### Document segment
In the era of Industry 4.0, flexible and printable sensors have become an intriguing area of research due to their ease of fabrication, functional benefits, and application potential in varying sectors, like healthcare, aerospace, etc. While various materials and technologies are in exploration to manifest the best possible sensing capabilities that can deliver the finest performance; research on the investigation of the stability, selectivity, and sensitivity of the sensors remains a challenge to explore.¹ From the material's perspective, the exploration of a new class of flexible and printable sensors that are easy to manufacture is on the rise and has the potential to cater to the needs of the masses for healthcare monitoring. A major caveat associated with the usage of this new class of sensors is that they are responsive to multiple stimuli. Therefore, to use them in appropriate applications, it becomes necessary to work on the selectivity of the sensors towards the requisite stimuli. From the application purview, one of the potential areas to explore these sensors is unobtrusive respiration monitoring. This is largely guided by the fact that respiratory disorders can compromise a person's well-being.^2–5 High-end testing procedures like computed tomography, angiography, etc. are leveraged. However, such tests require significant medical intervention and facilities.^6,7 This results in a potential red flag for the progress of point-of-care diagnostics.⁸

Some of the common sensing mechanisms utilized for respiratory monitoring^9–14 include the utilization of sensors that can decipher the signals due to changes in humidity,^9,15–19 temperature,^10,20–22 and pressure,^23,24 triboelectrification,^25–27 or their combination thereof.^28,29 However, one major disadvantage of humidity and temperature based respiratory sensors is that they can become less accurate in high-humidity or high temperature environments. This is because the sensors rely on measuring changes in capacitance or resistance caused by moisture or an increase in temperature from exhaled breath, and high ambient moisture/temperature levels can interfere with this measurement. Therefore, the need for developing sensors with different sensing mechanisms other than humidity and temperature increased.

### Aim of the exercise
Can you repeat the passage on flexible sensors for respiration monitoring in full, word for word?

### Study material
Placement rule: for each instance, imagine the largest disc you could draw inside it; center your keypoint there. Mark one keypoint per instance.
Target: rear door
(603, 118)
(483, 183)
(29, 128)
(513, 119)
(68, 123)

### Answer space
In the era of Industry 4.0, flexible and printable sensors have become an intriguing area of research due to their ease of fabrication, functional benefits, and application potential in varying sectors, like healthcare, aerospace, etc. While various materials and technologies are in exploration to manifest the best possible sensing capabilities that can deliver the finest performance; research on the investigation of the stability, selectivity, and sensitivity of the sensors remains a challenge to explore.¹ From the material's perspective, the exploration of a new class of flexible and printable sensors that are easy to manufacture is on the rise and has the potential to cater to the needs of the masses for healthcare monitoring. A major caveat associated with the usage of this new class of sensors is that they are responsive to multiple stimuli. Therefore, to use them in appropriate applications, it becomes necessary to work on the selectivity of the sensors towards the requisite stimuli. From the application purview, one of the potential areas to explore these sensors is unobtrusive respiration monitoring. This is largely guided by the fact that respiratory disorders can compromise a person's well-being.^2–5 High-end testing procedures like computed tomography, angiography, etc. are leveraged. However, such tests require significant medical intervention and facilities.^6,7 This results in a potential red flag for the progress of point-of-care diagnostics.⁸

Some of the common sensing mechanisms utilized for respiratory monitoring^9–14 include the utilization of sensors that can decipher the signals due to changes in humidity,^9,15–19 temperature,^10,20–22 and pressure,^23,24 triboelectrification,^25–27 or their combination thereof.^28,29 However, one major disadvantage of humidity and temperature based respiratory sensors is that they can become less accurate in high-humidity or high temperature environments. This is because the sensors rely on measuring changes in capacitance or resistance caused by moisture or an increase in temperature from exhaled breath, and high ambient moisture/temperature levels can interfere with this measurement. Therefore, the need for developing sensors with different sensing mechanisms other than humidity and temperature increased.